<$BlogItemBody>

Monday, November 20, 2006

Konflik

Konflik adalah hubungan antara dua pihak atau lebih (individu atau kelompok) yang memiliki atau yang merasa memiliki sasaran-sasaran yang tidak sejalan, dimana salah satu pihak berusaha untuk menyingkirkan pihak lain dengan menghancurkannya atau membuatnya tidak berdaya. Konflik timbul karena adanya ketidakadilan sosial, adanya diskriminasi terhadap hak-hak indipidu dan adanya perbedaan ciri secara fisik atau non fisik pada setiap individu. Ciri fisik seperti perbedaan warna kulit, mata, rambut. Ciri non-fisik bisa berupa kepandaian, pengetahuan, keyakinan, kebudayaan, kepentingan dan sebagainya.
Pada tataran realitas perbedaan merupakan suatu keniscayaan yang tidak bisa terelakan atau ditutup-tutupi dan dipendam, karena keberadaanya sudah menjadi sunatullah. Sehingga selama setiap individu atau kelompok mempermasalahkan perbedaan, selama itu pula konflik akan berlangsung. Maka sangat wajar sekali apabila konflik selalu hadir dalam masyarakat. Oleh karena itu yang menjadi persoalannya ialah bagaimana memfokuskan konflik tersebut kearah yang fositif; bukan negatif.
Secara positif, konflik dapat meningkatkan solidaritas sesama anggota kelompok ( ingroup ), memunculkan isu-isu dan harapan-harapan yang terpendam, memperjelas batas-batas dan norma-norma kelompok, serta mempertegas tujuan yang hendak dicapai. Sedangkan secara negatif ialah konflik yang bersifat destruktif terhadap keutuhan kelompok dan integrasi sosial masyarakat dalam skala yang lebih luas, yang diakibatkan oleh tindakan yang melampai batas-batas toleransi dan kapasitas pihak-pihak yang terlibat, serta tidak dicarikannya solusi yang terbaik bagi kedua belah pihak ( Jorgensen dan Hernandez ).

_SOAL LATIHAN:_
(1) Kutip persis bagian teks tentang konflik mulai dari "<$BlogItemBody>" sampai "kepentingan dan sebagainya.".
(2) Tuliskan lanjutan teks tentang konflik, dimulai setelah kalimat terakhir yang tertera.

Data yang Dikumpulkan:
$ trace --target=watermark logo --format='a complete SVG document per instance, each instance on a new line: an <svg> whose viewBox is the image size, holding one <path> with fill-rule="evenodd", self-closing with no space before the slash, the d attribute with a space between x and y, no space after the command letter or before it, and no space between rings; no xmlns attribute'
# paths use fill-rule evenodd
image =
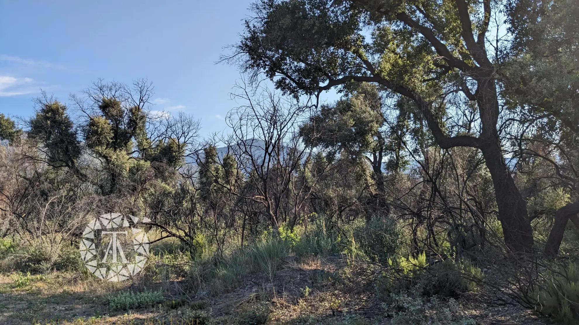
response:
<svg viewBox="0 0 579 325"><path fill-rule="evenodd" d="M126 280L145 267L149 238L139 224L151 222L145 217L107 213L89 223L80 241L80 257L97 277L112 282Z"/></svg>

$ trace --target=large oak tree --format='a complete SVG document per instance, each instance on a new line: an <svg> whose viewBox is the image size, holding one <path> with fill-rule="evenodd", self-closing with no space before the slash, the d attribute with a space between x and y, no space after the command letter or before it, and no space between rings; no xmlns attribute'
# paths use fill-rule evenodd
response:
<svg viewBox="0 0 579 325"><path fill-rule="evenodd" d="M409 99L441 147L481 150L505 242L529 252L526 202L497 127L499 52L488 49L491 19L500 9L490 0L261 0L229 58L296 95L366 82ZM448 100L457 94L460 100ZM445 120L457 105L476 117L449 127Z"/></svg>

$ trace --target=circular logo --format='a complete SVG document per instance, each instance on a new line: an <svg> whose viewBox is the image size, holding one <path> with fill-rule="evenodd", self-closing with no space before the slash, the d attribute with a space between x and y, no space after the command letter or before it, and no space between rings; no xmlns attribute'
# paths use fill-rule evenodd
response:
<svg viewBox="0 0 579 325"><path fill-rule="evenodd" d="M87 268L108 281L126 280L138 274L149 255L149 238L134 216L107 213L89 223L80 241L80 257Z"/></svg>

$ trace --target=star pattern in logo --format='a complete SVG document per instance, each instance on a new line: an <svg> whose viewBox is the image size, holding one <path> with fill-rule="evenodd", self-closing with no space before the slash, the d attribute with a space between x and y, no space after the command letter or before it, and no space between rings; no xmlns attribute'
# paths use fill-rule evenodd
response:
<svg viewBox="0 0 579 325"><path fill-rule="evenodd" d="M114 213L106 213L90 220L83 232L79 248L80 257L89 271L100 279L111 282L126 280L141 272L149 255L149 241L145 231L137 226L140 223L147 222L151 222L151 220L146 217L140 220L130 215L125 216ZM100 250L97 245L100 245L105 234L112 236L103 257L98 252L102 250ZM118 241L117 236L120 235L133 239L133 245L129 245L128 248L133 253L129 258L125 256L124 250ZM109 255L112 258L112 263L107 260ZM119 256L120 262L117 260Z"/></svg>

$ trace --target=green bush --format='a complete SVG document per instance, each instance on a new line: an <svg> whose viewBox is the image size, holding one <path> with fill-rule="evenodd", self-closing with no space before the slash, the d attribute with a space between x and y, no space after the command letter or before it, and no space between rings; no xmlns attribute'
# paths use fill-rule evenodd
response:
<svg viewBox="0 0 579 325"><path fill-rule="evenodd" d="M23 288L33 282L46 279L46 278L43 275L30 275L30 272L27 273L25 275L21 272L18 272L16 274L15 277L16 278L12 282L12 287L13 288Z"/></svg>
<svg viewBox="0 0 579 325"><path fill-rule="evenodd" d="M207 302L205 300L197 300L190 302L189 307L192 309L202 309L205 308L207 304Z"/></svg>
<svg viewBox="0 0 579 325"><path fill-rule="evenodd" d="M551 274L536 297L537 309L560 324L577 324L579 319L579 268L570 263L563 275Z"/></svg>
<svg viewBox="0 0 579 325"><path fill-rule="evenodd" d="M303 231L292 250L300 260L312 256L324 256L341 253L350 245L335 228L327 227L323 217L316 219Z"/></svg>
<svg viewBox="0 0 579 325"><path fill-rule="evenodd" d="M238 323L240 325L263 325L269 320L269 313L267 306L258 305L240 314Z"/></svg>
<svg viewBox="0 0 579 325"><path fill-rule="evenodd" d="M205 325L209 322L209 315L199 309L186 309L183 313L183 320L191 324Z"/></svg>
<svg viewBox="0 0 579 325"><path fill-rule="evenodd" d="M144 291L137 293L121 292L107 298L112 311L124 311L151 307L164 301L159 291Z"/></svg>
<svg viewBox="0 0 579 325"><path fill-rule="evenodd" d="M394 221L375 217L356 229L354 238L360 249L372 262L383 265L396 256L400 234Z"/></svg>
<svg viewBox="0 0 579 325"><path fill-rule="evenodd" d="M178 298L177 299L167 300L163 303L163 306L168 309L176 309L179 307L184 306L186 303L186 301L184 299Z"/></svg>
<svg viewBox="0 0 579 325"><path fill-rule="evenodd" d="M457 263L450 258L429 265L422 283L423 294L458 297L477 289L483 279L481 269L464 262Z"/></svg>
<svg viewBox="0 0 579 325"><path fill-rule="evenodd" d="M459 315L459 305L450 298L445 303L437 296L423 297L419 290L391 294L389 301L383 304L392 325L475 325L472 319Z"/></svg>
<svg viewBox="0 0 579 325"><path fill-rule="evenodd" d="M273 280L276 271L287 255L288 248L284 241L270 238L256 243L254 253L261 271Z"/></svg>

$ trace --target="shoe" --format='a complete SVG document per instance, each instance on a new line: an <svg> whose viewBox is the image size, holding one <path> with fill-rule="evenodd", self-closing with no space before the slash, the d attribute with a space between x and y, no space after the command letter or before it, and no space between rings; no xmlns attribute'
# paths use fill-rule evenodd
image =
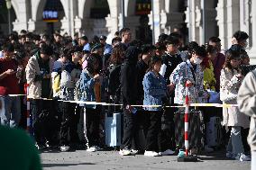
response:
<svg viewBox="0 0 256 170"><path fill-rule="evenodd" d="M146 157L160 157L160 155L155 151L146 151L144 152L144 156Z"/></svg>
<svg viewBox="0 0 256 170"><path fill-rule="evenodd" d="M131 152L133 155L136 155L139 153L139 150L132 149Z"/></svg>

_JAWABAN SOAL:_
(1)
<$BlogItemBody>

Monday, November 20, 2006

Konflik

Konflik adalah hubungan antara dua pihak atau lebih (individu atau kelompok) yang memiliki atau yang merasa memiliki sasaran-sasaran yang tidak sejalan, dimana salah satu pihak berusaha untuk menyingkirkan pihak lain dengan menghancurkannya atau membuatnya tidak berdaya. Konflik timbul karena adanya ketidakadilan sosial, adanya diskriminasi terhadap hak-hak indipidu dan adanya perbedaan ciri secara fisik atau non fisik pada setiap individu. Ciri fisik seperti perbedaan warna kulit, mata, rambut. Ciri non-fisik bisa berupa kepandaian, pengetahuan, keyakinan, kebudayaan, kepentingan dan sebagainya.

(2)
Jika dilihat dari kacamata teori, konflik -seperti yang dikemukakan oleh pakar teori- memiliki skema dua dimensi: interpretasi terhadap hasil tujuan yang ingin dicapai oleh satu pihak dan interpretasi terhadap hasil tujuan yang ingin dicapai oleh pihak lainnya. Dimana pengertian yang tinggi untuk hasil pihak A akan menghasilkan percobaan untuk memenangkan konflik baginya. Begitu juga sebaliknya, jika pengertian yang tinggi tersebut diperuntukan pada hasil pihak B akan menghasilkan percobaan untuk memenangkan konflik baginya. Namun jika diperuntukan untuk hasil kedua belah pihak, akan menghasilkan percobaan untuk mencari jalan keluar yang terbaik. Sedangkan tiada pengertian untuk kedua belah pihak akan menghasilkan percobaan untuk menghindari konflik.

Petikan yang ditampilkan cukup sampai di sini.